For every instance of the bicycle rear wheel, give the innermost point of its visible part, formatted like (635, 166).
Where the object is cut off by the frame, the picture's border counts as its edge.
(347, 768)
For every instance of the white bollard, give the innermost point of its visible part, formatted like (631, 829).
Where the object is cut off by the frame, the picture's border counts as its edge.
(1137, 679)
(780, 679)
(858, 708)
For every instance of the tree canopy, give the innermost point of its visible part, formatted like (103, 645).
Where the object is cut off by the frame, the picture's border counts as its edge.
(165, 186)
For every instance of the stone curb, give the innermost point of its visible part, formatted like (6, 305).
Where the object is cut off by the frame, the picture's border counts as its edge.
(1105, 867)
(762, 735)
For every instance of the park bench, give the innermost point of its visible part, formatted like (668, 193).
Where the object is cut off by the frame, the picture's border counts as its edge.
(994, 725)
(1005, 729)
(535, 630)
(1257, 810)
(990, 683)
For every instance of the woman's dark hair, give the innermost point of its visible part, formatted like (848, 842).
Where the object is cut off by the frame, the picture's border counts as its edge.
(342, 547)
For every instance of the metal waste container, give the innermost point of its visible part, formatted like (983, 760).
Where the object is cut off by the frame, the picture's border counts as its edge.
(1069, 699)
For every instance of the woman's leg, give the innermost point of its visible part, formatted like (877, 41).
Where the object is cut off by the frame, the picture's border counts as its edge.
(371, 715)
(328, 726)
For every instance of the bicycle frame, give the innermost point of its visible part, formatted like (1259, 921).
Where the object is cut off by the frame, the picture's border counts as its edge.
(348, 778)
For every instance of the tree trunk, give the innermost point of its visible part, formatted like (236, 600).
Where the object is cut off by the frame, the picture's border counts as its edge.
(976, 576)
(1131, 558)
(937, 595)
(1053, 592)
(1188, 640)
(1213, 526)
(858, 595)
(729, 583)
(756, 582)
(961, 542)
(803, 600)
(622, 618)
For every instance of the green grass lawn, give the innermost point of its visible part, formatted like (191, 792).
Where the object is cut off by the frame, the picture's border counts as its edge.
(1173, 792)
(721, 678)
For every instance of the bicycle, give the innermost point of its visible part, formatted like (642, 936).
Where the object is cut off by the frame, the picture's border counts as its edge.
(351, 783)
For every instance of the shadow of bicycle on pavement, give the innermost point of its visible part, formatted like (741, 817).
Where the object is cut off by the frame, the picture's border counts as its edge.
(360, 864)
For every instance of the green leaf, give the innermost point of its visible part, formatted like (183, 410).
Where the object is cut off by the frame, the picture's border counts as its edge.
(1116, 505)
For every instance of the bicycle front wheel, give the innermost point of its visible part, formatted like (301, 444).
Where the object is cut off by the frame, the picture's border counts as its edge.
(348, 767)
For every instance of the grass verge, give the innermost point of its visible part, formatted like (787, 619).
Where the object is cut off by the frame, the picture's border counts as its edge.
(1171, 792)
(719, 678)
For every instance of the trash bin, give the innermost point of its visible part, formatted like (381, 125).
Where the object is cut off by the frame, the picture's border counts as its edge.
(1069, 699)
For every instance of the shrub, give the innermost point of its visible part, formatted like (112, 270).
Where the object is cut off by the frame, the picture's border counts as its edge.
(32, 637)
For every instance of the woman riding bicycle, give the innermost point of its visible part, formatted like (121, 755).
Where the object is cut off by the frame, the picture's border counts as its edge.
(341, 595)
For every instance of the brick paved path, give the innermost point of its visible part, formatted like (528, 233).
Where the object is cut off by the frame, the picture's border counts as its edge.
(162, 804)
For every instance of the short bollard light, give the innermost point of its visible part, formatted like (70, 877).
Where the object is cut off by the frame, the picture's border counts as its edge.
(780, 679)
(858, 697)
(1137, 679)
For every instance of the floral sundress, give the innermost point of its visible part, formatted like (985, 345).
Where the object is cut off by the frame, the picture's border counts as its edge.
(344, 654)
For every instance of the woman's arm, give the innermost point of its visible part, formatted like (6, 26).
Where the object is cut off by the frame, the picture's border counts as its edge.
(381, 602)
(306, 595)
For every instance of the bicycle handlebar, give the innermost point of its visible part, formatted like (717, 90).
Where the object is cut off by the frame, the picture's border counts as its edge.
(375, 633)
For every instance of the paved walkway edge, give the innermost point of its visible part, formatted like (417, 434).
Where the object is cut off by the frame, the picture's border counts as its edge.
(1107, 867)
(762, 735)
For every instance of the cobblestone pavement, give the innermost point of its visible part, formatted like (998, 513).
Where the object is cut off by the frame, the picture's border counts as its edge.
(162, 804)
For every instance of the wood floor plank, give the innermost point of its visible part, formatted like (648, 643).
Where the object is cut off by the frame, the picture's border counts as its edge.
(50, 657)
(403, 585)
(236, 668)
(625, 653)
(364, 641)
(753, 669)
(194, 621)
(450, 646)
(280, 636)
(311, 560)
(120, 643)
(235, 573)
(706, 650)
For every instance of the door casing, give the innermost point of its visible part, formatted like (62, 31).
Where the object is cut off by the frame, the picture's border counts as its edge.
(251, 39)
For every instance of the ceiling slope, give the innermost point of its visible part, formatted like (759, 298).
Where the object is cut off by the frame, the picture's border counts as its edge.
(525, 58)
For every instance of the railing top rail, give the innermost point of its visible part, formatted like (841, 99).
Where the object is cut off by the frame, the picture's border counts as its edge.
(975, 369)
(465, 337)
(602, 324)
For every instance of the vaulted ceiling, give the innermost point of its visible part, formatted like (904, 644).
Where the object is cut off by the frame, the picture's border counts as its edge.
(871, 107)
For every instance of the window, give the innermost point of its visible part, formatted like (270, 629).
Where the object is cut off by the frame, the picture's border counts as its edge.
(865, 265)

|---|

● EXERCISE GOAL:
Reproduce the listing above exactly from the line containing "For every instance of the ceiling" through its last line, with both of those lines included.

● EXPECTED OUTPUT:
For every instance of the ceiling slope, give the innermost point of its visible part, formatted like (759, 298).
Where the object is cut off by the frame, the picture's border counts as its edge.
(525, 58)
For every instance of the railing top rail, give the innermost point of its visible part, formatted like (841, 99).
Where the object is cut off by the frame, the picture's border counts as its edge.
(975, 369)
(465, 337)
(602, 324)
For every instance of the vaulted ceiling, give the innermost point of its visible part, formatted like (904, 644).
Where the object is cut off by the frame, the picture's border counts as its edge.
(871, 107)
For every instance of the window, give the innermost point of its visible part, formatted like (270, 629).
Where the object is cut off by the frame, the picture's border counts as its edge.
(865, 265)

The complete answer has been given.